__STATED GOAL__
Repeat word for word the part of the stock-based compensation excerpt starting with "The Company accounts" and going on through "May 31, 2015.".

The Company accounts for stock-based compensation issued to non-employees and consultants in accordance with the provisions of ASC 505-50, "Equity – Based Payments to Non-Employees." Measurement of share-based payment transactions with non-employees is based on the fair value of whichever is more reliably measurable: (a) the goods or services received; or (b) the equity instruments issued. The fair value of the share-based payment transaction is determined at the earlier of performance commitment date or performance completion date.
There were no share-based expenses for the period ending May 31, 2015.

__RECORD LIST__
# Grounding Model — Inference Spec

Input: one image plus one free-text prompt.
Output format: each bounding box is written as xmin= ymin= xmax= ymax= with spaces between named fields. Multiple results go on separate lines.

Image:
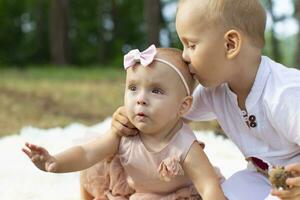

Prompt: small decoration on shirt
xmin=269 ymin=167 xmax=293 ymax=190
xmin=242 ymin=110 xmax=257 ymax=128
xmin=157 ymin=156 xmax=184 ymax=182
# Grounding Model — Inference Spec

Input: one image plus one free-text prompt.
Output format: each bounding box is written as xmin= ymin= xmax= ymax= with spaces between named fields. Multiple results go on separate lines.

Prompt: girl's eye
xmin=152 ymin=88 xmax=163 ymax=94
xmin=128 ymin=85 xmax=136 ymax=91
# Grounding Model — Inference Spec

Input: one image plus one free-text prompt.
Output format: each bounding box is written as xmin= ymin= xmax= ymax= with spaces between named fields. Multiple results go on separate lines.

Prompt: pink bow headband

__THE ANSWER__
The Company accounts for stock-based compensation issued to non-employees and consultants in accordance with the provisions of ASC 505-50, "Equity – Based Payments to Non-Employees." Measurement of share-based payment transactions with non-employees is based on the fair value of whichever is more reliably measurable: (a) the goods or services received; or (b) the equity instruments issued. The fair value of the share-based payment transaction is determined at the earlier of performance commitment date or performance completion date.
There were no share-based expenses for the period ending May 31, 2015.